**What you have to do:** Reproduce every one of the lines below with "farthest" replaced by "most distant" and everything else unchanged. Omit the pictures from the output.

**Data extract:**
-*-*-

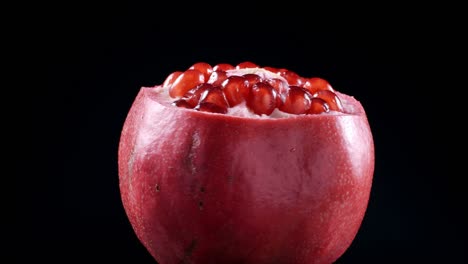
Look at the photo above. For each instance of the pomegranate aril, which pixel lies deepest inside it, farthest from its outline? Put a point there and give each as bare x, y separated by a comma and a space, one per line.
271, 69
182, 103
171, 78
223, 67
193, 96
292, 77
186, 81
215, 96
297, 101
211, 108
217, 77
252, 78
246, 64
280, 86
202, 67
318, 106
262, 99
315, 84
331, 98
236, 90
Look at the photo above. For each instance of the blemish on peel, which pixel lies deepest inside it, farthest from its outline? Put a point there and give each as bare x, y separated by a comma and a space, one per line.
194, 145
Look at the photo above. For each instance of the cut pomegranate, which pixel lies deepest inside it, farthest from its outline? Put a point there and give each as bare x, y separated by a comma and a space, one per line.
246, 82
245, 164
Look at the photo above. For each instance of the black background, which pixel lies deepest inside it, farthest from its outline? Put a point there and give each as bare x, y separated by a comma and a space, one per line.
98, 57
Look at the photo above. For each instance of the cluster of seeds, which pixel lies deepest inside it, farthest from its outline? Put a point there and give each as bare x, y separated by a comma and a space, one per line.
216, 89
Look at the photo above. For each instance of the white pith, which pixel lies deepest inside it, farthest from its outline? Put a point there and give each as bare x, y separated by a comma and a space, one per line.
242, 110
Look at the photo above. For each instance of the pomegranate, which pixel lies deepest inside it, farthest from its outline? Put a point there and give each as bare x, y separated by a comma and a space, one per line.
245, 164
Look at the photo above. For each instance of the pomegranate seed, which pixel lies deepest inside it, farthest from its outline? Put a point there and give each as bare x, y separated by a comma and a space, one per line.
215, 96
223, 67
246, 64
211, 108
186, 81
331, 98
318, 106
271, 69
236, 90
262, 99
182, 103
202, 67
252, 78
217, 77
280, 86
171, 78
315, 84
292, 77
193, 96
297, 101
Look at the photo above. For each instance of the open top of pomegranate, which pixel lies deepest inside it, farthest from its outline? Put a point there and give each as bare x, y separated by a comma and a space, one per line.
248, 90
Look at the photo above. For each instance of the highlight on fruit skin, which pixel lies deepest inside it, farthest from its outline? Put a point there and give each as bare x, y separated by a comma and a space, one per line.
221, 87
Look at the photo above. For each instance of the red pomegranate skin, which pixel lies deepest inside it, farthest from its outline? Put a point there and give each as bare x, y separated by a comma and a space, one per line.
212, 188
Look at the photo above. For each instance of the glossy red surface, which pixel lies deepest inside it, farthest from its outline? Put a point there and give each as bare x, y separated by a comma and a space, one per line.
213, 188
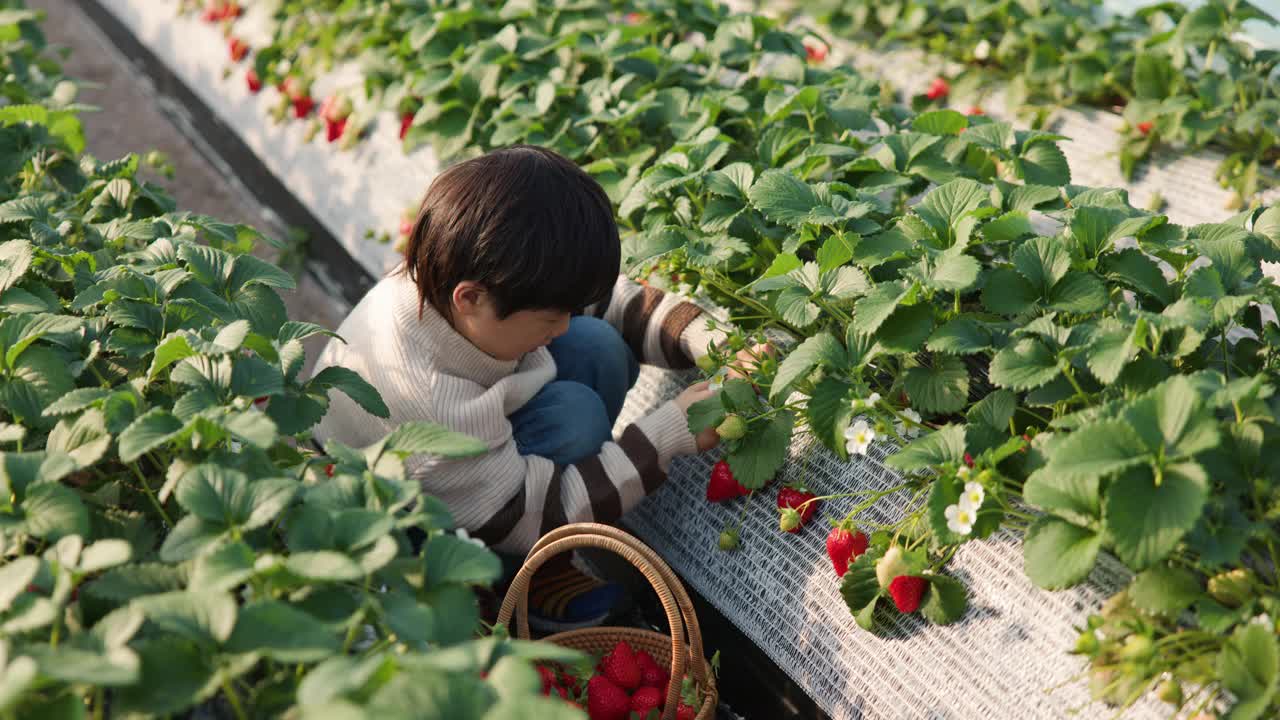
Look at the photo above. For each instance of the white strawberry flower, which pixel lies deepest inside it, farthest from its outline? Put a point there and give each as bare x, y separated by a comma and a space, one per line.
908, 431
960, 519
972, 496
859, 437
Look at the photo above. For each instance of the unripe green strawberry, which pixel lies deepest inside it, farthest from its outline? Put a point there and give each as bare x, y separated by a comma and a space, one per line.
789, 519
890, 566
1138, 648
1233, 588
732, 428
1171, 692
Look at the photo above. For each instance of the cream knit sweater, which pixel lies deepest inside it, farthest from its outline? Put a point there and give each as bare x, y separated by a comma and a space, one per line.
425, 370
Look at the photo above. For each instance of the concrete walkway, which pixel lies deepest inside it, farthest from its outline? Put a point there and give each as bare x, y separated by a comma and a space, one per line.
135, 118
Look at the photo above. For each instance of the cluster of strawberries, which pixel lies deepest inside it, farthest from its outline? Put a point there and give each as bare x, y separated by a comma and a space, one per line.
626, 684
845, 542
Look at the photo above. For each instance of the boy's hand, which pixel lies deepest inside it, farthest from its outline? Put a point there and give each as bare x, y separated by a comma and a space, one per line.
707, 438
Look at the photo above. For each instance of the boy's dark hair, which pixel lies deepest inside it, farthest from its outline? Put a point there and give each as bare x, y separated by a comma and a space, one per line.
526, 223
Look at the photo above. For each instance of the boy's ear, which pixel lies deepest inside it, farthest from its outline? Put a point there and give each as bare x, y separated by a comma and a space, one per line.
467, 297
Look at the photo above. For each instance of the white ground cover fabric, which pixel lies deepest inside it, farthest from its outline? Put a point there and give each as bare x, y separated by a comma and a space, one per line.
1009, 652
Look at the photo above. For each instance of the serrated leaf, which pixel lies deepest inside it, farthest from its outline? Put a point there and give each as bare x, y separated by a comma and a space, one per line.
782, 197
763, 451
353, 386
941, 388
282, 632
1057, 554
1025, 364
155, 428
961, 336
455, 560
817, 351
1144, 520
940, 447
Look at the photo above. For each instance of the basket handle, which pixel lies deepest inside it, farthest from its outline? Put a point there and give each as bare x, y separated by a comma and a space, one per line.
581, 534
677, 588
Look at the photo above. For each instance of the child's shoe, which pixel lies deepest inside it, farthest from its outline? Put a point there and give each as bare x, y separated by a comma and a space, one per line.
565, 598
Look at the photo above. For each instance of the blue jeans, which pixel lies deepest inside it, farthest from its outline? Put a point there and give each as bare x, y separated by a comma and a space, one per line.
574, 415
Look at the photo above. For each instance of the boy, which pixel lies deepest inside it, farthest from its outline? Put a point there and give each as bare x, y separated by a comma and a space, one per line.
508, 322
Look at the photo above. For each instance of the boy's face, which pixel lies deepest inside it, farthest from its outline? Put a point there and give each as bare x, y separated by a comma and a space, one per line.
475, 317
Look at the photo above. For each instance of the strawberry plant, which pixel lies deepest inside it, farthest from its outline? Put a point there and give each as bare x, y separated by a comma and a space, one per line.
1184, 73
168, 542
1038, 358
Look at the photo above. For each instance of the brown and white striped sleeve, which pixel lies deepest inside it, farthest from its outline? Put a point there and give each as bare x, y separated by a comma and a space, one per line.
661, 328
511, 500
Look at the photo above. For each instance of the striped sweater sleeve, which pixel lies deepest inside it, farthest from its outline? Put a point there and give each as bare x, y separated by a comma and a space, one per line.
661, 328
511, 500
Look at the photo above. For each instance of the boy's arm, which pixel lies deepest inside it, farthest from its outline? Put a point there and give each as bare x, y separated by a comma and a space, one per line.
511, 500
661, 328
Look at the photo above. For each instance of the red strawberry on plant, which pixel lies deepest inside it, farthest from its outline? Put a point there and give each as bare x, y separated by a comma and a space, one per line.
722, 484
906, 592
621, 668
798, 500
606, 701
816, 51
845, 545
238, 49
645, 701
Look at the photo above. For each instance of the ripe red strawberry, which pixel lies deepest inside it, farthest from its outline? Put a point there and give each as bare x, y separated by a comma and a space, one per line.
906, 592
621, 668
647, 700
795, 499
302, 106
238, 49
816, 51
606, 701
722, 484
333, 130
844, 546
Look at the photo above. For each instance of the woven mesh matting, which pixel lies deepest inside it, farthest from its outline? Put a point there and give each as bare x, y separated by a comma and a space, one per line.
1002, 660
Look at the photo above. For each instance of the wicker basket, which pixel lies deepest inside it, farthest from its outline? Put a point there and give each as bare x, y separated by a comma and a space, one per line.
681, 650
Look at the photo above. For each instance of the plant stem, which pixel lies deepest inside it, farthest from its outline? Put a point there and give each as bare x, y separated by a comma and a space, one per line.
151, 496
232, 696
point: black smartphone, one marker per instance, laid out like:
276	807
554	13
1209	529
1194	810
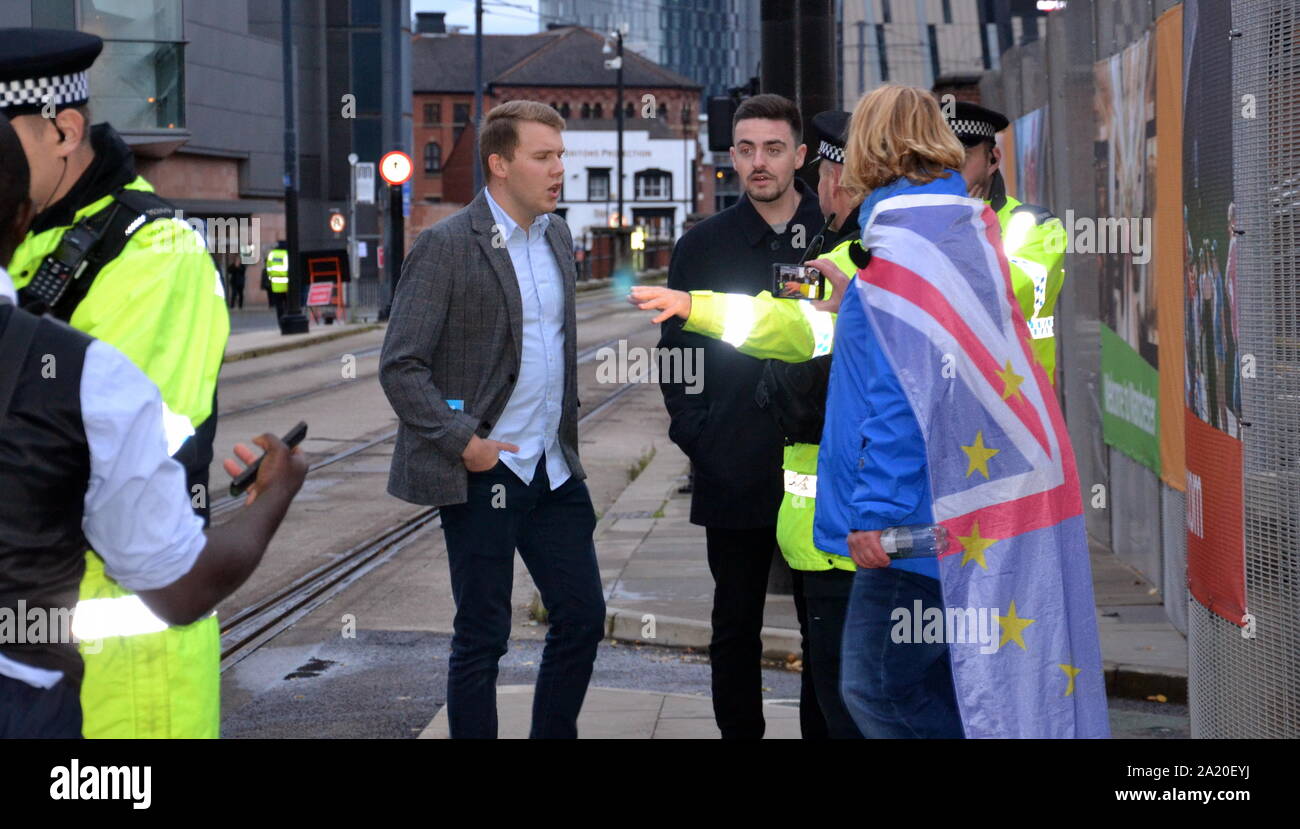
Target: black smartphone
797	282
245	478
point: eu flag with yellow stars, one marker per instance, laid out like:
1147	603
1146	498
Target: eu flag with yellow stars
1002	477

-*-*-

**Exercise response:**
Look at the photo above. For each instance of the pomegranate aril, which pixel lies deepest inside it, most distant from its outline? Put a point there and give each as bare x, y separated by a comma and a space, one per line.
271, 69
182, 103
171, 78
223, 67
193, 96
292, 77
186, 81
215, 96
297, 101
211, 108
217, 77
252, 78
246, 64
280, 86
202, 67
318, 106
262, 99
315, 84
331, 98
236, 90
Look at the photo above. For each instance of the blemish on peel, which pixel lies deepest inside it, most distant from its outline? Put a point there and give each as bare x, y separated by a comma and a space, one per line.
194, 145
Look at the photo above. For each instance of the cut pomegranate, which pixel lies deepest inside it, most distant from its outline? Put a point there and give each as bare x, y separated by a comma and a space, one per line.
246, 82
245, 164
Look at the photo above. For each instance of the black background, which pixel lies deepest inside it, most distant from its outline? Put a point there and give each as bare x, y separated by a comma and a space, one per line.
98, 57
Look at the photo above. For each instance of the cluster of seeds, which pixel lies deepest inside it, most distant from its outline? Put a point there and give each as bare x, y separated by a comma and a space, one per line.
216, 89
Look at the photo above. For each instance of the white pith, which pixel lies deepest inside it, most distant from its outline? Put a point there and give each as bare x, y separated by a comma and a space, one per line.
242, 110
Look at the photo above. For each instance of the pomegranate, which pixel lies deepest inside it, most distant from its outline? Put a point there and give each as bare x, y separated by a comma and a space, one per line.
245, 164
Look at the photo above. For each instance of the pomegranate seed, which pixel lies deepest inside it, most distant from its outline? Put a point there and give each as bare x, y separated by a comma and a space, one per line.
215, 96
223, 67
246, 64
211, 108
186, 81
331, 98
318, 106
271, 69
236, 90
262, 99
182, 103
202, 67
252, 78
217, 77
280, 86
171, 78
315, 84
292, 77
193, 96
297, 101
Look at the photo above. For each instance of the open top of pomegranate, which pixel lies deepest inside it, most distant from its outline? Put a point there and give each as bare x, y separated by a comma and a space, one per line.
248, 90
Look at the photo above. For each instance of the highlight on fruit skin, which pixel lies deepest inside it, most distant from its outline? Put a point there and give each as bare x, y separated by a comma and a space, one per line.
221, 87
Look at the photo above. For each instance of the red pomegranate skin, which pixel lies deepest inside it, most distant from its outline? Put a point there and give each as bare x, y separated by a comma and a space, one per line.
212, 188
Look at the photo above. For each instance of the glossy red surface, which pixel lies deepest inside it, most distant from its outline? Put a point there and give each as bare x, y separated by a comma and a space, one per line.
213, 188
Look at the photo above. For each instance of the white strawberry flower, which pixel lies deepest inside it, most distant from its outline? Put a point there and give each as bare x, y separated by a comma and a space, one per line.
908, 431
960, 519
972, 496
859, 437
Look at the photo above. For each instance of the unripe green strawberry, which pixel lies deepest inside it, most distant from its outline? Put a point there and give each as bare x, y separated by a comma and a space, one per line.
789, 519
890, 566
1138, 648
1233, 588
732, 428
1171, 692
Look at the photo above. For each instance of the cream knit sweater, which pixel lies deepest inside it, most distant from its outline? Put a point there and give each as bare x, y separated by a comma and a space, one per line.
425, 370
Look at the photo above. For each instance of the concrete walkway, which pixel lies deepest inside it, most distant from its outline? Put a point there and give each as bare x, y separated by a comma and a space, one per line.
135, 118
Look at the photo above. For each instance of the cluster of strawberries, which pixel lies deepest inside it, most distant from its outline? Put a point there and give each as bare x, y separated by a comma and a space, one per line.
626, 684
845, 542
Look at the photo above. For each instance of the boy's hand, which pixel lies deepest inside it, most distant from its outline? Put a point there and give each as bare x, y separated by a comma and a space, one per line.
707, 438
Look at the photo above. For each instance of the boy's dark hair, which pixel lies deepest inside it, most distant from its outline? Put a point there and give each as bare x, y separated by a comma and a space, one per line.
526, 223
Look at the photo above. For each instance of the boy's ear, which pixel lies deepest inside it, most distant from its outline? Put a point there and give each as bare x, y separated by a comma and a space, one per line.
467, 297
Look at the photo above. For each instance of the white ground cover fabric, which pixel lies deepest inside it, most distant from its outline? Put a point there and give each as bare x, y separated by a comma and a space, one per line.
1009, 652
Look at the photo above. For each instance of the serrated leaf, which pixel lies deepest inside it, most distant from its outline? Put a point there and give each as bare x, y separated by a comma and a space, one per line.
782, 197
763, 451
353, 386
941, 388
282, 632
1057, 554
1025, 364
155, 428
961, 336
455, 560
817, 351
1144, 520
940, 447
Look at the photo above. For each instance of the basket handle, which pixel lies deepest inside it, most distant from its outline? Put a point there and give each as bare x, y separated by a comma and a space, one per line.
581, 534
677, 588
Look at the photo above. For each instance of the child's shoe, which pixel lies deepest inside it, most distant from its outline? Put a point there and give each as bare x, y separated by a comma and a space, one per line.
565, 598
Look at the photo above. For each instance of the blue jeans, which pixel lies deepest inside it, most distant from its outline? Put a point there and give each as bare x, y separated by a comma and a space, one per line.
574, 415
Look at the photo above. For each instance of the boy, which pixel lies deepest inside it, most distant from its outline? Put a point there and give each as bare x, y separated by a comma and a space, one per line.
508, 322
Look at the photo above. For each instance of the boy's face, which pixel lies deepest inside it, most distant from its outline? Put a point there and give each as bare x, y separated by a comma and a space, one per line.
475, 317
Look at the photo above. For each instance of the strawberry plant, which pixel lies deepest inside it, most distant from its outline? Put a point there and give each as bare x, y separated by a comma and a space, one per line.
1184, 73
168, 542
1038, 358
Look at the photo above. For each instance of the brown and white striped sleeve, which pixel lies deepest inside it, most distant from its outline? Put a point there and give each as bare x, y separated by a comma and a space, one per line.
661, 328
511, 500
Look at the photo above. For each instance of the striped sweater sleeve, which pixel lies deepest inside it, most distant from its outline? Put a point there and give each as bare x, y separated by a comma and a space, one per line.
661, 328
511, 500
Look at the photo above. For each instance of the boy's arm, which pixel lies deepest inside it, most distant from its outline? Put a point there and give each as bare x, y separated by a comma and a space, one per line.
511, 500
661, 328
Look at the photo above. For each instance of the red strawberry on plant, which pixel lies deepest inside it, most distant from its outline? Put a point there and give each as bare x, y separated by a comma and a space, one per line.
722, 484
906, 592
621, 668
798, 500
606, 701
816, 51
845, 545
238, 49
645, 701
Look at the photo above. For each instance of the ripe red strawberry, which pixel lies deepest inside it, most distant from its outline? Put a point there and give each as bare x, y separated by a comma and a space, one per line.
906, 592
621, 668
647, 700
795, 499
302, 106
238, 49
816, 51
606, 701
722, 484
333, 130
844, 546
Look at the photo above. For each instance of the woven mesh matting, which pixel lies deepest inside it, most distant from its outline? Put a point there and give each as bare x, y separated by a comma and a space, one per line.
1002, 660
Look at the photo above. For each instance of the wicker basket, which pixel lies deepest inside it, most distant from its outline? Put a point there and give each as bare x, y separated by a comma and a space, one per line.
681, 650
Look at the photo above. For each instance of the plant stem, which pixel lies deepest inside it, most distant from its outline? Put a point there and give each as bare x, y separated by a comma and a space, one per line.
151, 496
232, 696
point: black smartphone, one marker per instance, laid out like:
276	807
554	13
1209	529
1194	810
Target: black smartphone
797	282
245	478
point: eu flag with yellow stars, one marker per instance, laid out like:
1147	603
1146	498
Target: eu flag with yellow stars
1002	477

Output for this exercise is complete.